Rewrite the records below, replacing "each instance" with "each occurrence" wherever it occurs and leaving everything else unchanged.

[Saved data entries]
· · · ·
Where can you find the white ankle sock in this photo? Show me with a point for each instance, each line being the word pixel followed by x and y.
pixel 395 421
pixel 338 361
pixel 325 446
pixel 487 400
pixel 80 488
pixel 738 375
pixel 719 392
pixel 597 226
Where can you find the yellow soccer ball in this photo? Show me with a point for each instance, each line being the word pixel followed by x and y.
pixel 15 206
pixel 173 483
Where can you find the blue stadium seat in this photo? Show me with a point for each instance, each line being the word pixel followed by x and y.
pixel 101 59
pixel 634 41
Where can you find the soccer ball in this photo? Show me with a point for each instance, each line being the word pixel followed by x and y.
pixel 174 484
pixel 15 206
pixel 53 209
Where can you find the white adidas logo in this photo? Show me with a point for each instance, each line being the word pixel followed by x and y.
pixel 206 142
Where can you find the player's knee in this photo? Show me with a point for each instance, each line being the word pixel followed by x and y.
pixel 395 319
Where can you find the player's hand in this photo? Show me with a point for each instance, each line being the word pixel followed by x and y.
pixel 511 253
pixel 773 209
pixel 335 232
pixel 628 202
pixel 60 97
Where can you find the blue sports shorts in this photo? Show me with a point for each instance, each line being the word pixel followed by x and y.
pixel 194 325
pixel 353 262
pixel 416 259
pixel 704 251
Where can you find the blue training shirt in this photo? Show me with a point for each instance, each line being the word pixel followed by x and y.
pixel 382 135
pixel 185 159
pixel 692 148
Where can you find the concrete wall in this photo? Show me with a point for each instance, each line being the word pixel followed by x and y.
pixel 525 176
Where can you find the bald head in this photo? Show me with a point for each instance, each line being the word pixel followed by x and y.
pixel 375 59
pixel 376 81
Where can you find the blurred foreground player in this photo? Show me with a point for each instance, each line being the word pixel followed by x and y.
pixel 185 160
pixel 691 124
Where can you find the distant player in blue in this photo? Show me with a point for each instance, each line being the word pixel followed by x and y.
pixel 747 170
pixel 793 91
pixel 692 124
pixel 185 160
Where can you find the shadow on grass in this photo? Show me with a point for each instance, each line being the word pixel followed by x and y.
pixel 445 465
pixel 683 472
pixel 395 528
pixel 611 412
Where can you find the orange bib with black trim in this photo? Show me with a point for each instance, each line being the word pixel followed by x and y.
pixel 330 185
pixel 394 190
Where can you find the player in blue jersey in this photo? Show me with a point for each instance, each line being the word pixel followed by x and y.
· · · ·
ANSWER TO THE PROBLEM
Where can you find the white ankle sock in this photo? Show me with a point for each occurrence, each line being the word pixel followed by x and y.
pixel 395 421
pixel 338 361
pixel 325 446
pixel 487 400
pixel 80 488
pixel 738 375
pixel 719 392
pixel 597 226
Where can you find the yellow soccer ball in this photo? Show me with a point for each occurrence, each line being the word pixel followed by x and y.
pixel 15 206
pixel 173 483
Where can you find the blue stadium seat in this photo? Show me with a point for each occurrence, each line being the word pixel followed by x and y.
pixel 101 59
pixel 634 41
Where can you find the soccer ball in this photo? Show me with a point for each occurrence, each line being the word pixel followed by x and y.
pixel 174 484
pixel 15 206
pixel 53 209
Where can you find the white adidas logo in this photo? Show me with a point for each occurrence, each line being the word pixel followed by x and y.
pixel 206 142
Where can you find the player's knee in this photo? Show me with a point for each occurrence, each line being the word pixel followed by x and y.
pixel 395 319
Where can you find the player's hand in this photo? Show me with a point for each occurrence, each line being the word pixel followed by x and y.
pixel 511 253
pixel 773 209
pixel 335 232
pixel 628 202
pixel 60 97
Where can you find the blue sports shorts in this photo? Show me with a point for each occurrence, each line being the word pixel followed by x and y.
pixel 194 325
pixel 353 262
pixel 416 259
pixel 704 251
Where can you find the blue training shirt in this photo? Show me with a point for each occurrence, each line being the word pixel followed by x and y.
pixel 382 135
pixel 185 159
pixel 692 148
Where can you find the concrete wall in this photo? Show me with a point for each occurrence, each line being the word pixel followed by x and y.
pixel 525 176
Where can you find the bald head in this photo? Show me with a point for each occurrence, each line being the word pixel followed by x and y.
pixel 375 59
pixel 376 81
Where can you find the blurred foreground player in this photo? Show me with a point for each occurrence, each line being the word pixel followed by x and y.
pixel 185 160
pixel 691 124
Where can you find the distant player in blue in this photo? Show me with a point for each occurrence, each line being the word pixel followed by x and y.
pixel 747 170
pixel 793 91
pixel 692 124
pixel 185 160
Where can you find the shadow on grass in this photo? Show me with a point for each occurrence, each line being the word pixel followed by x and y.
pixel 445 465
pixel 683 472
pixel 395 528
pixel 611 412
Where can you find the orange bib with black trim in this photo? Show me with a point for each occurrence, each line being the word pixel followed by x and y.
pixel 330 185
pixel 394 190
Where can you find the player in blue jersey in this photo? Show me with a point for each occurrence, each line being the word pixel followed by x and y.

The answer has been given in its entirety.